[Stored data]

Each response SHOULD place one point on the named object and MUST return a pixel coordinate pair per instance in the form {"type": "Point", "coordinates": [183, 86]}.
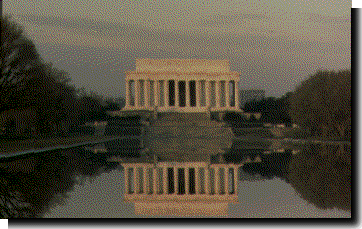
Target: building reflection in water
{"type": "Point", "coordinates": [187, 188]}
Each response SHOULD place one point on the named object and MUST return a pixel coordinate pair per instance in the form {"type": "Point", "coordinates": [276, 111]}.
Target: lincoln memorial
{"type": "Point", "coordinates": [182, 85]}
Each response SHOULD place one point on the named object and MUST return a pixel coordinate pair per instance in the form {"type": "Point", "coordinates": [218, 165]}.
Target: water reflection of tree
{"type": "Point", "coordinates": [322, 175]}
{"type": "Point", "coordinates": [28, 194]}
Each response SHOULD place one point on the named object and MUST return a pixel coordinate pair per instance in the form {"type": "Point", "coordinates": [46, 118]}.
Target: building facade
{"type": "Point", "coordinates": [250, 95]}
{"type": "Point", "coordinates": [182, 85]}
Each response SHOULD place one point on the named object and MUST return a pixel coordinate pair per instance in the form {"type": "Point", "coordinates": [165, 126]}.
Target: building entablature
{"type": "Point", "coordinates": [207, 76]}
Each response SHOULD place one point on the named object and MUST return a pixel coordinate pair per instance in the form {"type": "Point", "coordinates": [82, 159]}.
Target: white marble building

### [Exercise brief]
Identify the lines above with the word "pixel". Copy them.

### [Result of this exercise]
Each response SHOULD place one point on the named object and MUST return a pixel coordinate pair per instance in the form {"type": "Point", "coordinates": [183, 86]}.
Each response SHOULD place one point on the named object and MUST return a pixel coordinate pair per instance in the form {"type": "Point", "coordinates": [276, 111]}.
Each response SHOULD place one point on the named object and MUST return a pixel coordinate pair per instance in the form {"type": "Point", "coordinates": [218, 165]}.
Each response SHOULD place one point on the named object and MUST return a pixel coordinate pair per instance in the form {"type": "Point", "coordinates": [46, 118]}.
Each response SHOULD place one point on the named object and MUST return a pixel coordinate pair per instance in the form {"type": "Point", "coordinates": [165, 126]}.
Each response SHOULD place one point on the named object and MUST return a pixel coordinate pair per instance in the form {"type": "Point", "coordinates": [82, 159]}.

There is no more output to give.